» **WORK INSTRUCTIONS**
Copy out the entire listing below exactly, but without its pictures.

» **RECORDS PROVIDED**

----

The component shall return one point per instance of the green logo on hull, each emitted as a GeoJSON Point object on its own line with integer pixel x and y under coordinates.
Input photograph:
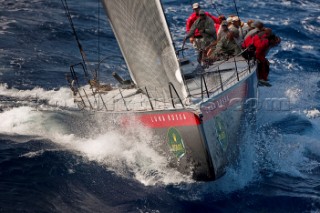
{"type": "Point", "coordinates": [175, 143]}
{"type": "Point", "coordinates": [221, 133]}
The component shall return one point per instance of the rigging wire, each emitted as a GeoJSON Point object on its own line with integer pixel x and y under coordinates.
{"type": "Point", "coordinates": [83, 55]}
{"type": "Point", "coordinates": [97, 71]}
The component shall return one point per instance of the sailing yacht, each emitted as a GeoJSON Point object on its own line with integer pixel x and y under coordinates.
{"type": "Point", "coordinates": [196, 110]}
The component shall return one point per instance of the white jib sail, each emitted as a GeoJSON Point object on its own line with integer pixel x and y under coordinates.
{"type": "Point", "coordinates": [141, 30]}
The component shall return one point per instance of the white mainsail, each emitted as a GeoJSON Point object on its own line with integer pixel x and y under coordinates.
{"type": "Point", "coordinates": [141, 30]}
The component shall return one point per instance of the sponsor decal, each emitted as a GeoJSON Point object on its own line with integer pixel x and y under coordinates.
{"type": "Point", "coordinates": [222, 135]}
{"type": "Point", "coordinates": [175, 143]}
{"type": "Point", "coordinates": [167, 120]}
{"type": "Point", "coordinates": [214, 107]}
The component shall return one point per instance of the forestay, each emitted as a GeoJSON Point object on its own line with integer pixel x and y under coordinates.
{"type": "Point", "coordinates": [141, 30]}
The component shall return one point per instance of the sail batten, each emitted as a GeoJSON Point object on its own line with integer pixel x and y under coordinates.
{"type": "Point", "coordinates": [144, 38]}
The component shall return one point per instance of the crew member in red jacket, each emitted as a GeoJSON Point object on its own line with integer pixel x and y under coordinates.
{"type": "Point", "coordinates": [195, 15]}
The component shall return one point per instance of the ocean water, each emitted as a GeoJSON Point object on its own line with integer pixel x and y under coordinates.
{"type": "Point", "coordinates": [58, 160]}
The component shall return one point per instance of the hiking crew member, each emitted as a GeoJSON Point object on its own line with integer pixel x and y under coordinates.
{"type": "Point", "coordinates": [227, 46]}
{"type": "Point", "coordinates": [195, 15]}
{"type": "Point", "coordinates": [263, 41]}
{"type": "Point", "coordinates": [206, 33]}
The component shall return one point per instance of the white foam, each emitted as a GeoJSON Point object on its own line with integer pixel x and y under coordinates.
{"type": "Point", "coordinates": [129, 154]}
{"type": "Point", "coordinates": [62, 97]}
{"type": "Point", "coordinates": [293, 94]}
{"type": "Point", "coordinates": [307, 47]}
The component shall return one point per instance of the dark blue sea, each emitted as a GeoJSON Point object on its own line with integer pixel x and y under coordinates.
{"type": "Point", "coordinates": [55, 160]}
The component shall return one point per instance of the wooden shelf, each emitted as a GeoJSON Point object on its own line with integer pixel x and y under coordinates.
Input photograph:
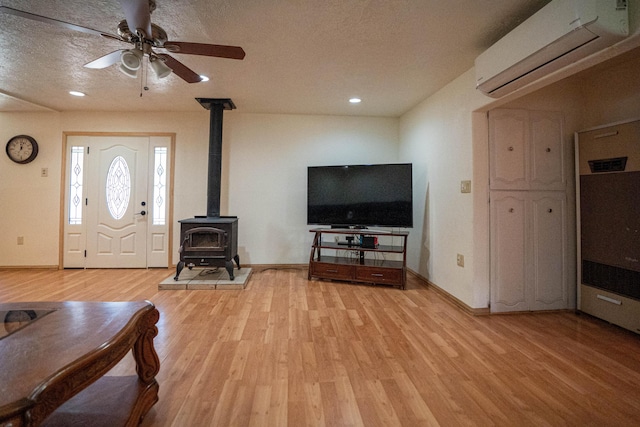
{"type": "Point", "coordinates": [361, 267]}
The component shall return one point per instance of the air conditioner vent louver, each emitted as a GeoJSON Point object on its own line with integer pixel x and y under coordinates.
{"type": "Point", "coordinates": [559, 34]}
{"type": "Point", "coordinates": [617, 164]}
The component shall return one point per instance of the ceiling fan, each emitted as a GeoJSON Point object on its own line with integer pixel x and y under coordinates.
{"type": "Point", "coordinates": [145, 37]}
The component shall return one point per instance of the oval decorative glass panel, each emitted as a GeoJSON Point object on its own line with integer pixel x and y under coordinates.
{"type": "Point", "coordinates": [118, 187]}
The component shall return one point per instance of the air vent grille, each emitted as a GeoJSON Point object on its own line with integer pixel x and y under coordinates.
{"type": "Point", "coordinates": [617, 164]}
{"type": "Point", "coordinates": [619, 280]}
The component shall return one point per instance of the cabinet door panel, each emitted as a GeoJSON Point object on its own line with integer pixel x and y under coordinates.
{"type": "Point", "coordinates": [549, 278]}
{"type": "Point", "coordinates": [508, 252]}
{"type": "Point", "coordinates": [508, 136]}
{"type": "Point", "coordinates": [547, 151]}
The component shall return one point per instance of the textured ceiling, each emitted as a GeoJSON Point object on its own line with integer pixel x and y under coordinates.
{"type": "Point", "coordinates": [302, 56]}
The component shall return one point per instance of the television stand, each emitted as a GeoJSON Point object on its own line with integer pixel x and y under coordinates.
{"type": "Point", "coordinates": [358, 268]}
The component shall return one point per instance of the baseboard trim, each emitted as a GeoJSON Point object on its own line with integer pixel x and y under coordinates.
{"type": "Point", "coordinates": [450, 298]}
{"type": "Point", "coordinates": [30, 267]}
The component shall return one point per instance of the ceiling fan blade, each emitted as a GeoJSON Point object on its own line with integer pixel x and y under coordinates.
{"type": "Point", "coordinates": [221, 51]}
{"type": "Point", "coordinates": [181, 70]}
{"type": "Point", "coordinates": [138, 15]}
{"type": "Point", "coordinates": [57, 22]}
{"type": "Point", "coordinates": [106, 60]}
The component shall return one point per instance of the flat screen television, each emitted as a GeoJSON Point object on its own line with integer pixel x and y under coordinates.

----

» **RESULT FOR THIS TASK**
The component shall return one point per instance of the green logo on hull, each emitted as a GeoJSON Point object on its own line with integer pixel x and y under coordinates.
Input photograph:
{"type": "Point", "coordinates": [175, 143]}
{"type": "Point", "coordinates": [221, 133]}
The component shall return one point per instance of the rigging wire, each emitted as a GeoJSON Point object on its own line with integer pixel x and y under coordinates.
{"type": "Point", "coordinates": [83, 55]}
{"type": "Point", "coordinates": [97, 71]}
The component shall return one point per instance of the sailing yacht, each emitted as a GeoJSON Point object on its own line with integer pixel x and y under coordinates.
{"type": "Point", "coordinates": [196, 110]}
The component shall return one point per instance of the white jib sail, each emitted as a GeoJSON Point object on its own line with integer pixel x and y under coordinates.
{"type": "Point", "coordinates": [141, 30]}
The component shall return one point per instance of the white mainsail, each emitted as a GeoJSON Point object on its own line with integer pixel x and y under coordinates.
{"type": "Point", "coordinates": [141, 30]}
The component shall return one point per instance of the sponsor decal, each emitted as a GeoJSON Point object on its own line with integer pixel x and y under coordinates.
{"type": "Point", "coordinates": [222, 135]}
{"type": "Point", "coordinates": [175, 143]}
{"type": "Point", "coordinates": [167, 120]}
{"type": "Point", "coordinates": [214, 107]}
The component shall return one point per instance of the forestay, each emitted as a GeoJSON Point object on its own line with integer pixel x and y under coordinates.
{"type": "Point", "coordinates": [141, 30]}
The component shall return one point per instance of the sail batten, each emitted as a GeoJSON Point object on its own line with integer pixel x and y under coordinates.
{"type": "Point", "coordinates": [144, 38]}
The component shall return one point per instance of the crew member in red jacket, each emitted as a GeoJSON Point object on its own line with integer pixel x and y under coordinates.
{"type": "Point", "coordinates": [195, 15]}
The component shall return one point per instance of the ocean water, each emitted as a GeoJSON Point object on its own line with integer pixel x and y under coordinates.
{"type": "Point", "coordinates": [58, 160]}
The component shall return one point per instance of the hiking crew member, each emitted as a GeoJSON Point object on its own line with integer pixel x and y under coordinates.
{"type": "Point", "coordinates": [227, 46]}
{"type": "Point", "coordinates": [195, 15]}
{"type": "Point", "coordinates": [263, 41]}
{"type": "Point", "coordinates": [206, 33]}
The component shall return one point per instance of the white foam, each emitted as a GeoJSON Point object on its own line with integer pixel x and y under coordinates.
{"type": "Point", "coordinates": [129, 154]}
{"type": "Point", "coordinates": [62, 97]}
{"type": "Point", "coordinates": [293, 94]}
{"type": "Point", "coordinates": [307, 47]}
The component shall return one point per instance of the dark blue sea, each emitted as a GeoJSON Point object on its own line with integer pixel x and y under coordinates.
{"type": "Point", "coordinates": [55, 160]}
The component shall return one point per instance of the wooden shelf, each emitted as a GeoJSON Point object on its own line with integer pixel x and y under coordinates.
Input photograph:
{"type": "Point", "coordinates": [361, 267]}
The component shall return one point per instance of the air conditioner vent louver, each emitted as a GeoJSON Point object on its own line with integer pixel x and y under coordinates.
{"type": "Point", "coordinates": [559, 34]}
{"type": "Point", "coordinates": [617, 164]}
The component shall return one point per instance of the ceiling fan, each emitted as a GeoJSON Point object on its own line with integer pixel x and y under coordinates.
{"type": "Point", "coordinates": [145, 37]}
The component shall return one point per instance of the oval decorative glass panel, each emitted as a GeoJSON Point object on its own line with integer pixel x and y under coordinates.
{"type": "Point", "coordinates": [118, 187]}
The component shall return one point per instance of the air vent grille, each emitted as a GeoJSON Point object on its own line with integer pixel x and y under coordinates.
{"type": "Point", "coordinates": [617, 164]}
{"type": "Point", "coordinates": [619, 280]}
The component shall return one point per instance of the cabinet door panel, each emitted as a GeoJSON Point object on its own line with integer pixel x and y under coordinates.
{"type": "Point", "coordinates": [549, 278]}
{"type": "Point", "coordinates": [508, 252]}
{"type": "Point", "coordinates": [508, 136]}
{"type": "Point", "coordinates": [547, 151]}
The component shall return one point per instance of the textured ceiling, each emitted as a GeoJSON Point object on its own line with integer pixel x and y under coordinates.
{"type": "Point", "coordinates": [302, 56]}
The component shall return one point per instance of the television stand, each emitted as a GeoJSON Point object on its own line with integer pixel x and y under coordinates.
{"type": "Point", "coordinates": [358, 268]}
The component shall return one point per instance of the baseboard trim, each emitted as a GeoJSON Point object on its own line with integer pixel x and y under coordinates.
{"type": "Point", "coordinates": [450, 298]}
{"type": "Point", "coordinates": [30, 267]}
The component shall return one point per instance of the ceiling fan blade, each emitted as a GeoJSON Point object on its own line with integer pixel x and y under coordinates.
{"type": "Point", "coordinates": [221, 51]}
{"type": "Point", "coordinates": [181, 70]}
{"type": "Point", "coordinates": [138, 15]}
{"type": "Point", "coordinates": [57, 22]}
{"type": "Point", "coordinates": [106, 60]}
The component shall return one point per instance of the flat screen television, each emitted as a GeoJSON Point object on its own line with integer pixel x and y under coordinates.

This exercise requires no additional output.